Point placement records:

= = =

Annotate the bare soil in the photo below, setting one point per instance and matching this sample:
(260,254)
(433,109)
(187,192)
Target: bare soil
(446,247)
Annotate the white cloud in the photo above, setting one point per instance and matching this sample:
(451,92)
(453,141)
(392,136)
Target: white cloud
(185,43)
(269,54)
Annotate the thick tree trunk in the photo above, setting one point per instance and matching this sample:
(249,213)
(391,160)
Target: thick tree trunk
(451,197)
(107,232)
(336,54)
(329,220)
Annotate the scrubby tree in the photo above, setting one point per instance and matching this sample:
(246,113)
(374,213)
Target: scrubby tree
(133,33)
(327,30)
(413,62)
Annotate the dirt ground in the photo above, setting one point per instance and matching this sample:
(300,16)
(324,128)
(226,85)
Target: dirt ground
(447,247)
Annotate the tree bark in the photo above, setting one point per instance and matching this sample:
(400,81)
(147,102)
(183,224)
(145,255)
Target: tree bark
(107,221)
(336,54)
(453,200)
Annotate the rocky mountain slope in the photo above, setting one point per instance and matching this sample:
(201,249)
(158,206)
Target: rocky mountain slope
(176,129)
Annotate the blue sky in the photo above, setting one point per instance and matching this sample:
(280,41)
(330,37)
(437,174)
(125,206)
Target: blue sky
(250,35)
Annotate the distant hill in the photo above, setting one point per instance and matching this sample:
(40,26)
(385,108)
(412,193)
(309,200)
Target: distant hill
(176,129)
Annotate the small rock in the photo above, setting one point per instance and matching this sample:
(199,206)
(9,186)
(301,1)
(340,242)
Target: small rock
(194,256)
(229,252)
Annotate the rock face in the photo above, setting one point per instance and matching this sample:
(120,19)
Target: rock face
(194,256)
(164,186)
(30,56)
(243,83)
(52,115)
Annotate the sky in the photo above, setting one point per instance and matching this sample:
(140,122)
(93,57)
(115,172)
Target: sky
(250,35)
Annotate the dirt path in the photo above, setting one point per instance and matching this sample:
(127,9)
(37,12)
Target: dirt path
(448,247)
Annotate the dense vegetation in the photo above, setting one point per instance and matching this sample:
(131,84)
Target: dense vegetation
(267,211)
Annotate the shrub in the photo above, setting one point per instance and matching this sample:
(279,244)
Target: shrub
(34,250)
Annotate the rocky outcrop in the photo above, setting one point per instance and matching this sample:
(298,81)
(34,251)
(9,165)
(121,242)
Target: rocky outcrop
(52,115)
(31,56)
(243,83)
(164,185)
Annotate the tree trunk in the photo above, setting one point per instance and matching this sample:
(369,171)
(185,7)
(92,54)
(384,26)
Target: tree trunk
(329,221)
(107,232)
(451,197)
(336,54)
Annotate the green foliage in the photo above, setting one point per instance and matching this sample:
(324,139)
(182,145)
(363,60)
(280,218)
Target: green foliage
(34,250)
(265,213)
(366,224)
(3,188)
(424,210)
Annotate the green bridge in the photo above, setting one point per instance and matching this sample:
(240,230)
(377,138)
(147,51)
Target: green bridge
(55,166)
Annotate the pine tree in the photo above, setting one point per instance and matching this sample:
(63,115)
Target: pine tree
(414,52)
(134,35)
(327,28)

= = =

**Exercise goal**
Write the data from above out again, exactly.

**Task response**
Annotate the bare soil in the photo below, setting one point per instance and matching this sample:
(260,254)
(433,109)
(187,192)
Target: bare soil
(446,247)
Annotate the white cloud in the photo above, setting one point per instance and matching this sample:
(451,92)
(453,141)
(392,136)
Target: white cloud
(185,43)
(269,54)
Annotate the thick tree trunk in the photo above, setting one point per instance and matching this sample:
(249,213)
(391,160)
Target: thick tree trunk
(451,197)
(107,232)
(336,54)
(329,220)
Annotate the scrubby tree in the photo above, setting one point per instance and matching this sample:
(246,113)
(374,213)
Target: scrubby tree
(133,33)
(327,30)
(413,62)
Annotate the dirt ground in the photo above, setting one point per instance and matching this sample:
(300,16)
(324,128)
(226,85)
Target: dirt ground
(447,247)
Annotate the tree bark in the photo above, setting one point per instance and matching this sample:
(400,81)
(147,102)
(183,224)
(145,255)
Target: tree bark
(107,221)
(336,54)
(453,200)
Annotate the rocky mountain slope in the photo above, setting one point per instance and matching this sample:
(201,249)
(158,206)
Target: rocky mountain slope
(176,129)
Annotate the blue sky in the photo above, setting one point per instance and matching this sample:
(280,41)
(330,37)
(437,174)
(125,206)
Target: blue sky
(250,35)
Annotate the distant hill in the photo above, setting one point per instance and matching this sample:
(40,26)
(385,108)
(412,193)
(309,200)
Target: distant hill
(176,129)
Annotate the small rock in the photo above, setting one point per instance and matching this sample:
(199,206)
(9,186)
(301,1)
(340,242)
Target: small rock
(194,256)
(229,252)
Annotate the rock face in the photo above, setting one point per instance and matching this sample:
(120,19)
Target: rock face
(194,256)
(164,186)
(30,56)
(243,83)
(52,115)
Annotate the sky in the photo above, setting one point per instance and matching this sample:
(140,122)
(93,57)
(115,172)
Target: sky
(250,35)
Annotate the dirt path in the photo above, setting one point per instance and matching this sample:
(127,9)
(37,12)
Target: dirt path
(448,247)
Annotate the dense vegetation in the photo above, setting one point per instance and matching this sample:
(131,84)
Target: dense vegetation
(267,211)
Annotate the shrub in the photo above, setting one point per instance and matching this sample:
(279,244)
Target: shrub
(34,250)
Annotate the rocky outcrop in the photo above, setting one point per instance and matching this sample:
(298,81)
(34,251)
(9,165)
(121,242)
Target: rocky outcrop
(52,115)
(31,56)
(243,83)
(164,185)
Annotate the tree trunk in the photo above, setting one point per instance and matching this sample:
(369,171)
(185,7)
(92,54)
(384,26)
Target: tree trunk
(329,221)
(107,232)
(451,197)
(336,54)
Annotate the green foliage in the photo above, setting one point per instance and matching this sample:
(324,139)
(182,145)
(363,60)
(280,218)
Target: green foliage
(34,250)
(265,213)
(366,224)
(3,188)
(424,210)
Annotate the green bridge in the photo above, setting one point per instance and matching this sample:
(240,230)
(377,138)
(147,51)
Target: green bridge
(55,166)
Annotate the pine tree in the photo above, setting one point per instance and matching this sample:
(63,115)
Target: pine tree
(414,52)
(134,35)
(327,28)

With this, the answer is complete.